#### [Data shown]

* Start *

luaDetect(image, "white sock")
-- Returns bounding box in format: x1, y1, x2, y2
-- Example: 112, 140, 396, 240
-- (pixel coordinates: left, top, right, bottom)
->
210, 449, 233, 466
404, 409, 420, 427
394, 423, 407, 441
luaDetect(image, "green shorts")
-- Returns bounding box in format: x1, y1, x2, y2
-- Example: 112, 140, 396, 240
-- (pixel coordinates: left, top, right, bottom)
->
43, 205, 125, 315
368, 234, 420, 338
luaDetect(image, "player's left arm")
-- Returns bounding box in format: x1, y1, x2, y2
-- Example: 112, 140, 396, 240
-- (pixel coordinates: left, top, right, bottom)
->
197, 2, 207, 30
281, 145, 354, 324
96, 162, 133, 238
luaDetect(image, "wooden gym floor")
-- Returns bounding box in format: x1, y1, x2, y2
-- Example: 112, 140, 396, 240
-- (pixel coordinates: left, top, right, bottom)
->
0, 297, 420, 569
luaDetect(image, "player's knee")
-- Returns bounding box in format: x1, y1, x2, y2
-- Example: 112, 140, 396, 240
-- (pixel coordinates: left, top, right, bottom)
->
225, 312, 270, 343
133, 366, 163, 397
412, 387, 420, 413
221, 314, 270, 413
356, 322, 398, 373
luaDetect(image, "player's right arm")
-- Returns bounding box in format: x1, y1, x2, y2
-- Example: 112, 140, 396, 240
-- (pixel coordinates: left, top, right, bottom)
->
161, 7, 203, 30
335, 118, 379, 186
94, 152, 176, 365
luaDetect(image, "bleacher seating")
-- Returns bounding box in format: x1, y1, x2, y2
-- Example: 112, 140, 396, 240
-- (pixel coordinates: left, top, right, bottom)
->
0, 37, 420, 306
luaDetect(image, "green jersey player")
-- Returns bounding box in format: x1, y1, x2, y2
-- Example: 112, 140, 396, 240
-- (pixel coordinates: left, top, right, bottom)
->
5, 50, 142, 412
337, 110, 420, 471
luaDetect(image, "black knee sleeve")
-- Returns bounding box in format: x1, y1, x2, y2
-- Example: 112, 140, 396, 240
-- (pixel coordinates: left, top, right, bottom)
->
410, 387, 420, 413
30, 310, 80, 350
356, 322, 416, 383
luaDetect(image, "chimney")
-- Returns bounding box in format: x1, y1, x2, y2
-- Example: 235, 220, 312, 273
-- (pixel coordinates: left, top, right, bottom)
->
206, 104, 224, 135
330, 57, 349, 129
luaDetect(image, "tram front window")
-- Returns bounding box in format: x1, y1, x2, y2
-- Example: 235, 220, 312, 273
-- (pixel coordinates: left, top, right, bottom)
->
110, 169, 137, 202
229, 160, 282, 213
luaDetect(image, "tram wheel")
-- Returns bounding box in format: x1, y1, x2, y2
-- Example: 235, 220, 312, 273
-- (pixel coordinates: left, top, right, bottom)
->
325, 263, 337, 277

* End *

#### [Request]
Extract all the material, leaving every line as it is.

#### [Exercise result]
luaDetect(image, "white sock")
-- Returns bounding box in format: x1, y1, x2, y2
-- Example: 112, 140, 396, 240
-- (pixel coordinates: left, top, right, bottom)
->
210, 449, 233, 466
404, 409, 420, 427
394, 423, 407, 441
luaDetect(image, "green shorts")
-- Returns bounding box in format: x1, y1, x2, y2
-- Example: 112, 140, 396, 240
-- (pixel coordinates: left, top, right, bottom)
->
43, 205, 125, 315
368, 234, 420, 338
luaDetect(image, "player's left arm")
-- Returns bounding box in format: x1, y1, x2, y2
-- Example: 112, 140, 396, 240
-- (pixel coordinates: left, top, right, bottom)
->
197, 2, 207, 30
281, 145, 354, 324
96, 162, 133, 238
luaDetect(image, "wooden gym floor")
-- Returns bounding box in format: x1, y1, x2, y2
-- Example: 112, 140, 396, 240
-- (pixel coordinates: left, top, right, bottom)
->
0, 297, 420, 569
luaDetect(image, "player's knee")
-- Returns bounding box in format: x1, y1, x2, y2
-- Example: 112, 140, 396, 240
-- (pixel coordinates: left, top, right, bottom)
->
225, 312, 270, 343
133, 366, 163, 397
412, 387, 420, 413
221, 314, 270, 413
356, 322, 398, 373
luaDetect(image, "player's right arm")
-- Returns bounding box in format: x1, y1, x2, y2
-- Example: 112, 140, 396, 240
-- (pixel coordinates: left, top, right, bottom)
->
161, 7, 203, 30
335, 118, 379, 186
94, 152, 176, 365
luaDetect(image, "bleacher seating")
-- Returns bounding box in format: x1, y1, x2, y2
-- Example: 112, 140, 396, 240
-- (pixel coordinates: left, top, right, bottom)
->
0, 37, 420, 306
luaDetect(image, "green jersey player")
-- Returns bounding box in format: x1, y1, x2, y2
-- Example: 112, 140, 396, 240
-- (pixel coordinates: left, top, right, bottom)
->
5, 50, 142, 412
337, 110, 420, 471
luaDetect(image, "black knee sleeve")
-- Returns bounding box in format: x1, y1, x2, y2
-- Example: 112, 140, 396, 240
-- (pixel coordinates: left, top, right, bottom)
->
410, 387, 420, 413
30, 310, 80, 350
356, 322, 416, 383
luaDetect(image, "chimney")
-- Returns bounding box in format: x1, y1, x2, y2
-- Example: 235, 220, 312, 273
-- (pixel coordinates: left, top, right, bottom)
->
206, 104, 224, 135
330, 57, 349, 129
luaDetect(image, "tram front window")
-- Returns bounding box in format: x1, y1, x2, y2
-- Example: 235, 220, 312, 273
-- (pixel coordinates: left, top, right, bottom)
->
110, 169, 137, 202
229, 160, 282, 213
luaDetect(image, "tram wheel")
-- Returns bounding box in format: x1, y1, x2, y2
-- Example: 235, 220, 312, 273
-- (pixel coordinates: left, top, right, bottom)
->
325, 263, 337, 277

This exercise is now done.